Convert the listing into a Markdown table with columns "Row" and "Line", starting at the first line and ending at the line containing "[[[180,44],[182,40],[182,37],[157,39],[154,44]]]", and skip blank lines. Leave out the pictures.

__ENTRIES SHOWN__.
=-=-=

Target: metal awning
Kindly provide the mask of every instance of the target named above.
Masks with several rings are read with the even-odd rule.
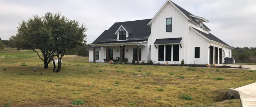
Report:
[[[180,44],[182,40],[182,37],[157,39],[154,44]]]

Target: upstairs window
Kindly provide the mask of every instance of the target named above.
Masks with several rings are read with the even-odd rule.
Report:
[[[195,58],[200,58],[200,47],[195,47]]]
[[[166,18],[166,32],[172,32],[172,18]]]
[[[200,27],[201,28],[203,28],[203,24],[200,22],[198,22],[198,24],[199,24],[199,25],[198,25],[198,27]]]
[[[119,31],[119,40],[126,40],[126,32],[125,30]]]

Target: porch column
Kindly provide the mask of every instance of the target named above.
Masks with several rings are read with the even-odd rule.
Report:
[[[96,62],[96,49],[95,47],[93,47],[93,62]]]
[[[109,47],[108,46],[107,46],[107,52],[107,52],[107,59],[106,60],[107,62],[108,62],[109,61]]]
[[[140,47],[138,45],[137,45],[137,63],[138,64],[139,64],[139,53],[140,52]]]
[[[218,50],[218,53],[217,53],[218,54],[217,55],[218,57],[218,64],[220,64],[220,48],[218,47],[217,50]]]
[[[120,54],[121,55],[120,55],[121,56],[120,56],[120,57],[121,57],[120,58],[120,62],[121,63],[122,63],[123,62],[123,46],[121,46],[121,50],[120,50],[121,51],[120,52],[121,53]]]
[[[214,64],[215,63],[215,47],[213,47],[213,63],[212,63],[213,64]]]

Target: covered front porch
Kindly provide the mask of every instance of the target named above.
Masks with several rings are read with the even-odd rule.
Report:
[[[108,62],[116,60],[116,62],[123,62],[125,59],[128,59],[128,63],[131,63],[132,60],[139,63],[144,60],[147,61],[148,53],[147,48],[147,41],[128,43],[106,43],[93,44],[94,62],[96,62],[96,47],[102,47],[101,62]]]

=-=-=

__COMPLETE OUTPUT__.
| Row | Line |
|---|---|
| 1 | Target: metal awning |
| 2 | Kindly provide the mask of every instance of the target named above. |
| 3 | Masks with several rings are read with the even-odd rule. |
| 4 | Report: |
| 5 | [[[180,44],[182,40],[182,37],[157,39],[154,44]]] |